Extracted data →
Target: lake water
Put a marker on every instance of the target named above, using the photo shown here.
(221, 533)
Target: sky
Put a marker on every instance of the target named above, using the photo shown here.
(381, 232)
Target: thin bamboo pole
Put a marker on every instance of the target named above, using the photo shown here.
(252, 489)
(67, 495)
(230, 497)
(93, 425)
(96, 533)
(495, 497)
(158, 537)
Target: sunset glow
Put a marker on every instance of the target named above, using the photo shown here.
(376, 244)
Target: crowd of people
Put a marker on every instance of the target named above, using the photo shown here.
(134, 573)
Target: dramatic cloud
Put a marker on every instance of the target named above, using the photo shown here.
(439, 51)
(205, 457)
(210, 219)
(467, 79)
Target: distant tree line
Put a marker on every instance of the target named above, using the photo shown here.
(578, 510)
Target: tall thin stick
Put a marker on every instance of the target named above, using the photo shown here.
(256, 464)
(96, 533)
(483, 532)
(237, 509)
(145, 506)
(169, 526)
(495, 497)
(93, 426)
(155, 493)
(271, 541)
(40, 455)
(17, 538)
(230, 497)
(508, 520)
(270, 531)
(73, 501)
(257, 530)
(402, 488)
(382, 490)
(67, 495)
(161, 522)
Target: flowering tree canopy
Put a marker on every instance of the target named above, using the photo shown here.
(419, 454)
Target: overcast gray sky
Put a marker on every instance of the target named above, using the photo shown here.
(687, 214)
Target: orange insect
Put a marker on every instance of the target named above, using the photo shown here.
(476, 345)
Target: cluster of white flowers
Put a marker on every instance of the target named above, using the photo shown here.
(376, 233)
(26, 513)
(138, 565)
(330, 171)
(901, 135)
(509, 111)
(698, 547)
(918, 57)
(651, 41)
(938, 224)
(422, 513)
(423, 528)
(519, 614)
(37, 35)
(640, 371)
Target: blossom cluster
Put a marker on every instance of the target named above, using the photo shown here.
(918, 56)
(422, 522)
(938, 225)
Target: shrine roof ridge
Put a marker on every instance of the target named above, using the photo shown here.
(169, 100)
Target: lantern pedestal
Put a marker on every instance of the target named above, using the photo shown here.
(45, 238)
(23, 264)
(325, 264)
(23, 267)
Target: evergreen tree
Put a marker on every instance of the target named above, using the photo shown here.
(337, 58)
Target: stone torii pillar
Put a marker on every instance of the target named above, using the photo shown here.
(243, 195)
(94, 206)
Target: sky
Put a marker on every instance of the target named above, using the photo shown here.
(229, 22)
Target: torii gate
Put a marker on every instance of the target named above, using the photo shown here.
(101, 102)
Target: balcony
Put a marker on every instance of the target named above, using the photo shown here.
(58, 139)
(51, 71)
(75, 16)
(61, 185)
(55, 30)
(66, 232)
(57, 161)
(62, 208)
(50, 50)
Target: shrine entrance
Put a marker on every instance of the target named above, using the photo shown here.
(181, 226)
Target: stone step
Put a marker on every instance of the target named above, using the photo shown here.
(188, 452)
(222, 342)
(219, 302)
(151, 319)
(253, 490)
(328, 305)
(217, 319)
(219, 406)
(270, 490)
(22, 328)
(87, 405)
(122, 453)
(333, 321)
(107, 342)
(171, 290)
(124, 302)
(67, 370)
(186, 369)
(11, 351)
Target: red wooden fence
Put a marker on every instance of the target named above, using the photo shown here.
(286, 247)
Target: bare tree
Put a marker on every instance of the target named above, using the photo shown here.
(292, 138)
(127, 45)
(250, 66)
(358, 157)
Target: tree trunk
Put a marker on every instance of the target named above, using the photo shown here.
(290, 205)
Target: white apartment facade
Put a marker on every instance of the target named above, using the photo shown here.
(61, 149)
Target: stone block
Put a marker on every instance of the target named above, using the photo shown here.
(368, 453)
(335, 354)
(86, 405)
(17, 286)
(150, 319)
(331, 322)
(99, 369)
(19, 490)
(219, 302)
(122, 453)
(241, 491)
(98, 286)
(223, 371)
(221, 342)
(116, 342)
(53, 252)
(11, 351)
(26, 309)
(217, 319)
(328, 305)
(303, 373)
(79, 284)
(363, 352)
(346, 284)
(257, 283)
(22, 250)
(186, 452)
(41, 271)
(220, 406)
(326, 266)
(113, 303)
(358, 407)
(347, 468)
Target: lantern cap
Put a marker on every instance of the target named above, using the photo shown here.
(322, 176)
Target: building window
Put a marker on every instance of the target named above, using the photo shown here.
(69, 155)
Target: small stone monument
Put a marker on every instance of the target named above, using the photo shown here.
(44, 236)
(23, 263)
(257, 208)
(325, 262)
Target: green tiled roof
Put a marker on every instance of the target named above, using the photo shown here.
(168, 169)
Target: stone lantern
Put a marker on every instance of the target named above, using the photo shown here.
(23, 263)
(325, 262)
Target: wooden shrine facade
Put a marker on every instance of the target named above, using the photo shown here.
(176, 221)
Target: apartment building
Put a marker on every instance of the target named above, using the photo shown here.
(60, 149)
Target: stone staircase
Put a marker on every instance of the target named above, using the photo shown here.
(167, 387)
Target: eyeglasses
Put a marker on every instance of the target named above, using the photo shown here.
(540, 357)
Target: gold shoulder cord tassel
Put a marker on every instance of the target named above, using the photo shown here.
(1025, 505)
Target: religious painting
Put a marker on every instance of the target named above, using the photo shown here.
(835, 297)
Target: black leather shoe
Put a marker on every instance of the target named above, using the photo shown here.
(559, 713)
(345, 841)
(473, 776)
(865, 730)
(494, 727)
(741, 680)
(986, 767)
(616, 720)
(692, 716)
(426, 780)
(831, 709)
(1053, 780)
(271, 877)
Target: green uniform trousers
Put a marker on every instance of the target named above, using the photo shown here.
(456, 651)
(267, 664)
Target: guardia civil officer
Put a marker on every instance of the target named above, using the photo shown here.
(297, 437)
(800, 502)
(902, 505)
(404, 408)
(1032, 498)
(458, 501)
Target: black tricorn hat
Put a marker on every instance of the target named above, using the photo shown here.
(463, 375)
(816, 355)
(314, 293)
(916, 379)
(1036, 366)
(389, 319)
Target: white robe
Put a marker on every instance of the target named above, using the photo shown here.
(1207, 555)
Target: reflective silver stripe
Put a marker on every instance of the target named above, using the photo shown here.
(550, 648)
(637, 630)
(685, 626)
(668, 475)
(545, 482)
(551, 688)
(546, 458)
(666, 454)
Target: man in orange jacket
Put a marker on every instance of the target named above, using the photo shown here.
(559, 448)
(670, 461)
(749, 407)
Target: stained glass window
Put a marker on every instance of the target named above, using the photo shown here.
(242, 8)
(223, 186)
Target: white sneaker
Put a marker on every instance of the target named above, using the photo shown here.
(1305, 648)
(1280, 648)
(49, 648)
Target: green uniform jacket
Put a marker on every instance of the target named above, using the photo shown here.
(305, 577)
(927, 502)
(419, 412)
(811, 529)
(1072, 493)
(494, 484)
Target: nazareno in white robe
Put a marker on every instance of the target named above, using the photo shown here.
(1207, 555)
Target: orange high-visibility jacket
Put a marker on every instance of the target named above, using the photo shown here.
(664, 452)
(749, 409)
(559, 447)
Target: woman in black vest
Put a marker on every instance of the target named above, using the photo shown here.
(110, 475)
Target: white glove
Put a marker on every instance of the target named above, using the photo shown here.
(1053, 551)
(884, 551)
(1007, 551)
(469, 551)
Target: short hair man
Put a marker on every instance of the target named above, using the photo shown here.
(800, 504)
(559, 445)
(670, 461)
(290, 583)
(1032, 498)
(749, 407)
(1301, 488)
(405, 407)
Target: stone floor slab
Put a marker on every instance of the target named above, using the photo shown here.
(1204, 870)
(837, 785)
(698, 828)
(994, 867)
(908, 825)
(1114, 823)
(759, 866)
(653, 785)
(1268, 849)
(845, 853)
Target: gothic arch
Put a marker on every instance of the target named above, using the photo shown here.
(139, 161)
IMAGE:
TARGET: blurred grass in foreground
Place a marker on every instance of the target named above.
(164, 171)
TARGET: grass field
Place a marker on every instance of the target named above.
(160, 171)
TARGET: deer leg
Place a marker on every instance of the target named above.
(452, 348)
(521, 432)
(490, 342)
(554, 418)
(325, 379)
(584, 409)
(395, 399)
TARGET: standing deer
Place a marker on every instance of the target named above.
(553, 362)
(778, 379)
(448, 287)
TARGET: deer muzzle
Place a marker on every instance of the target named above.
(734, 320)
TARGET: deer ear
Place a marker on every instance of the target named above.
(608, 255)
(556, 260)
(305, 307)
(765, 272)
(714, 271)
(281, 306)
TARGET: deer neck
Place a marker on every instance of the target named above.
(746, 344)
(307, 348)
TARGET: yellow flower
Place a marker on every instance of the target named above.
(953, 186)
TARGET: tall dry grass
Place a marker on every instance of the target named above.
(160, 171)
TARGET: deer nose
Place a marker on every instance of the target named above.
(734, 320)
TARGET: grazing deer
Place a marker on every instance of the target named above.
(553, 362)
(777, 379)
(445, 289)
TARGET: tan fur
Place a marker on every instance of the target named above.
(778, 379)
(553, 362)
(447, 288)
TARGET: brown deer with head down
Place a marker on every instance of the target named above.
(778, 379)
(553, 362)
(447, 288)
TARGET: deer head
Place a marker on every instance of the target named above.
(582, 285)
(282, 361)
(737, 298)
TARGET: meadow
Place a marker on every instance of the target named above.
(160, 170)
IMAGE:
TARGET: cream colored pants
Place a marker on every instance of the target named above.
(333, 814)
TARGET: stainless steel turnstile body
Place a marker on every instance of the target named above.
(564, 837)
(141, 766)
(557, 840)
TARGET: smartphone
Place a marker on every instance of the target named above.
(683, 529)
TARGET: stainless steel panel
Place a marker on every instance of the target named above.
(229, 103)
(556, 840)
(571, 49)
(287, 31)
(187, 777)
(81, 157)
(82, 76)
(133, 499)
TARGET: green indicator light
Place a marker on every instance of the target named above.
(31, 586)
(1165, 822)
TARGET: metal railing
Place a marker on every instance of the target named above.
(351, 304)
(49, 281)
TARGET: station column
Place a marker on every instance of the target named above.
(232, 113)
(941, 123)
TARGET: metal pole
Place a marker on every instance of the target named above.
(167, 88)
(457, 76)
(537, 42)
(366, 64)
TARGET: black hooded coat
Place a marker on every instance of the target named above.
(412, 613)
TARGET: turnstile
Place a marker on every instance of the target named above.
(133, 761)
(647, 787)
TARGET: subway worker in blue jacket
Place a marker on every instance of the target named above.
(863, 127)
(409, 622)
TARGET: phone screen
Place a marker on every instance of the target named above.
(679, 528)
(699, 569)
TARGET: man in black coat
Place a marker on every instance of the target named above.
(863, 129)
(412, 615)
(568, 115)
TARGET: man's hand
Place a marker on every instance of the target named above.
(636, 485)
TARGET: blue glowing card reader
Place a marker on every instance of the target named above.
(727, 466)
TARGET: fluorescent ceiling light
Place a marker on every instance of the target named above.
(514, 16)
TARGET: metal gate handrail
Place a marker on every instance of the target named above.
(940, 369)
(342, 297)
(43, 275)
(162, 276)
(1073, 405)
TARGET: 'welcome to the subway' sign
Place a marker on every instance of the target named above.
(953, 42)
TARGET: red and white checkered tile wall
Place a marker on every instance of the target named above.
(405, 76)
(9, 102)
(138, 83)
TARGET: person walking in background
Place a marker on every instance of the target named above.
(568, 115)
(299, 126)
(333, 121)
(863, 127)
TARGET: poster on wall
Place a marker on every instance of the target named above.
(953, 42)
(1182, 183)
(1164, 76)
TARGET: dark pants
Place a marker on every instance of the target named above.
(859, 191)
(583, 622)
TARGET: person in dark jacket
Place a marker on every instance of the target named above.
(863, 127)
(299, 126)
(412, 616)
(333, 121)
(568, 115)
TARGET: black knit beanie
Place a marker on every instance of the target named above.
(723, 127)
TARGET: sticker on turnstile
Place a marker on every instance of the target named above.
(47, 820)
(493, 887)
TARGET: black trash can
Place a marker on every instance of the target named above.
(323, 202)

Exercise instructions → Working from the material above, restate word for word the lines between the line with "Target: shrine entrance" and the line with "Target: stone step", both included, and only those.

Task response →
Target: shrine entrance
Put a marker on every instance of the target named above, using the photo shown here.
(181, 226)
Target: stone step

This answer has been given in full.